Substitute "find" for every "spot" in the items below, leaving all else unchanged. Write the items out again without the pictures.

(begin)

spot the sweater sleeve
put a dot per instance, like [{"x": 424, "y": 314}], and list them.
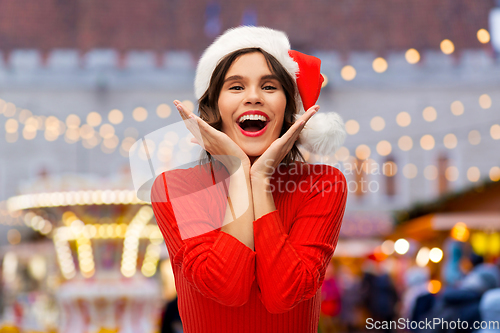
[
  {"x": 214, "y": 263},
  {"x": 291, "y": 268}
]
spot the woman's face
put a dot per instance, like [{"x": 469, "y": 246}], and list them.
[{"x": 252, "y": 104}]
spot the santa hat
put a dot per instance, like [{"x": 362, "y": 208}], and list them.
[{"x": 324, "y": 133}]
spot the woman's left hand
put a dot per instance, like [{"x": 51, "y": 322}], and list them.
[{"x": 265, "y": 165}]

(end)

> ANSWER FOR THIS EXERCISE
find the sweater sleeve
put a dot per instance, like [{"x": 424, "y": 314}], and list them.
[
  {"x": 214, "y": 263},
  {"x": 291, "y": 268}
]
find the woman's face
put a dot per instance, like [{"x": 469, "y": 246}], and list them.
[{"x": 252, "y": 104}]
find the santa hat
put a dot per instance, like [{"x": 362, "y": 208}], and list them.
[{"x": 324, "y": 133}]
find the woman's left hand
put a dot per instance, like [{"x": 51, "y": 322}], and list them.
[{"x": 265, "y": 165}]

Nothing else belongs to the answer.